Named-object pointing entries
* * * * * * *

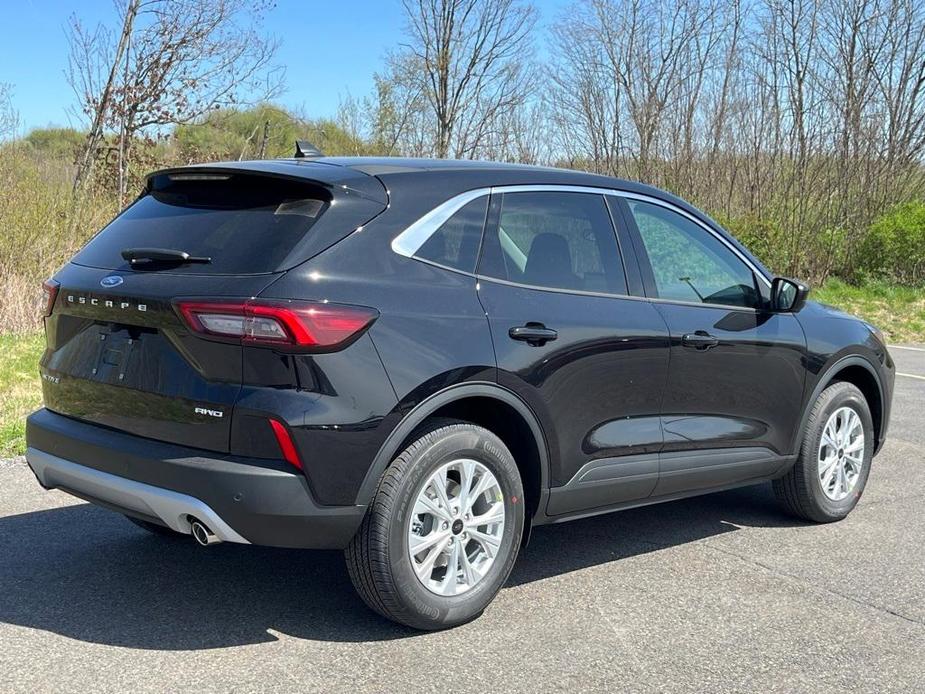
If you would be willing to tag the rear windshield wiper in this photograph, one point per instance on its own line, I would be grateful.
(138, 256)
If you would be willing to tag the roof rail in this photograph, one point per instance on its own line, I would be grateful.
(305, 149)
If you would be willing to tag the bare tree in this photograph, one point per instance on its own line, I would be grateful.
(9, 118)
(174, 62)
(473, 57)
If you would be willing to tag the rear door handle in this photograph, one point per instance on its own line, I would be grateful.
(701, 340)
(535, 334)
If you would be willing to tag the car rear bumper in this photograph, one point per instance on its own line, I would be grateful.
(245, 500)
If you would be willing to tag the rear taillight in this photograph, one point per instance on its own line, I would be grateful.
(293, 323)
(286, 445)
(50, 291)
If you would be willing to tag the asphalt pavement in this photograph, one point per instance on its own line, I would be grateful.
(717, 593)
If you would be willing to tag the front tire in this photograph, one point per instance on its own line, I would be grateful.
(828, 478)
(443, 530)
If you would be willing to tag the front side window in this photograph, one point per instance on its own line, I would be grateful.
(689, 263)
(555, 240)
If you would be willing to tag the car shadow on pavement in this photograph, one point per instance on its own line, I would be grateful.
(89, 574)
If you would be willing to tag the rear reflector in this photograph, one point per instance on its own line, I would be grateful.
(50, 291)
(298, 324)
(286, 445)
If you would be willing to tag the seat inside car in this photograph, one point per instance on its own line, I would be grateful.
(550, 262)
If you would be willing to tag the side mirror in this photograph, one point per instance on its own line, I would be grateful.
(788, 295)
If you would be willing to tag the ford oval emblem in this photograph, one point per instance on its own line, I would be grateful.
(111, 281)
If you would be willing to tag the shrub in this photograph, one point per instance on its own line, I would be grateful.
(894, 249)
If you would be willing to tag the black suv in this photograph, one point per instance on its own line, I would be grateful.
(417, 361)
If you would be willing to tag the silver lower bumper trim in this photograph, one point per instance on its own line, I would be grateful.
(171, 507)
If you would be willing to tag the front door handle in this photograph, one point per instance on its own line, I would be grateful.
(535, 334)
(701, 340)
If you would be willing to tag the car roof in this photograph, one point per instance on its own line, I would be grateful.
(452, 176)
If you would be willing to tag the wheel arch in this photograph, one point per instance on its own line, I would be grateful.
(485, 404)
(858, 371)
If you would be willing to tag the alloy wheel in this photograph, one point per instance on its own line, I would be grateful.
(841, 453)
(456, 526)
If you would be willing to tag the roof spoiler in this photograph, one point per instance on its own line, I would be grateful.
(305, 149)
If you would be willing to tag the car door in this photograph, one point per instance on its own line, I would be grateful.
(590, 360)
(735, 380)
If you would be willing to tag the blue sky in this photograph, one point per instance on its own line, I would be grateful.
(329, 49)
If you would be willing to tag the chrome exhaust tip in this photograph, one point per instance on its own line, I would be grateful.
(202, 534)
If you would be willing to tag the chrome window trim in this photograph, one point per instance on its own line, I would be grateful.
(409, 241)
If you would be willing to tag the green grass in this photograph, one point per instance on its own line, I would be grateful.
(898, 311)
(20, 391)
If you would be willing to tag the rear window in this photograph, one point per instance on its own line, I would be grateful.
(245, 224)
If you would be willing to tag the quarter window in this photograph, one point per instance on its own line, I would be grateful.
(456, 243)
(689, 263)
(555, 240)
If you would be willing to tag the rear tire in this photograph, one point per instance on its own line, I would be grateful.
(154, 528)
(828, 478)
(418, 589)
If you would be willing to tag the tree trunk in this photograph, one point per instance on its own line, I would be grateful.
(86, 160)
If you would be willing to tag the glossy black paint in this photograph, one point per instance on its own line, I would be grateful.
(622, 409)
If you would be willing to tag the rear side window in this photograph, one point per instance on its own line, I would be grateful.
(555, 240)
(245, 224)
(456, 243)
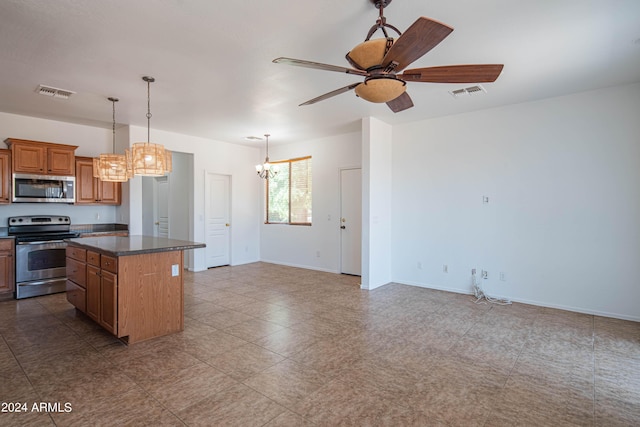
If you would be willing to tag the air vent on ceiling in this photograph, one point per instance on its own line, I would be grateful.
(54, 91)
(471, 90)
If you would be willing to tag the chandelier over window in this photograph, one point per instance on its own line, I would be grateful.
(265, 170)
(113, 167)
(150, 159)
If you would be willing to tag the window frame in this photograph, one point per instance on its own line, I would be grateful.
(288, 222)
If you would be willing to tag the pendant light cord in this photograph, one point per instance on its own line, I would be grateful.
(148, 111)
(113, 126)
(149, 80)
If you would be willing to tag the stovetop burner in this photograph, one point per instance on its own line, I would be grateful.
(33, 228)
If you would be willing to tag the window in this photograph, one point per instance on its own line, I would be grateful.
(289, 192)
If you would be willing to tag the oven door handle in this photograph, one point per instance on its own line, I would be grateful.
(40, 282)
(41, 242)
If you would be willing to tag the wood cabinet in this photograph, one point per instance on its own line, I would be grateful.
(77, 277)
(5, 176)
(102, 290)
(7, 269)
(42, 158)
(135, 296)
(90, 190)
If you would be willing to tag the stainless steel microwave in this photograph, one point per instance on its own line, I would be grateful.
(43, 188)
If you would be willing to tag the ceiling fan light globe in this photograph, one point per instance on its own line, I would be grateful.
(369, 53)
(380, 90)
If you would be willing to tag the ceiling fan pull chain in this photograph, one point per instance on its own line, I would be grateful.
(388, 45)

* * * * * * *

Reproduce verbatim the lines of the data starting at the line that contains "If you would be willing to tag the ceiling fan pull" and ending at the last line of the data, with both ends included.

If you would be willing to tag the ceiling fan pull chain in this photograph, one point per instance on its own line, I would be grateful.
(388, 45)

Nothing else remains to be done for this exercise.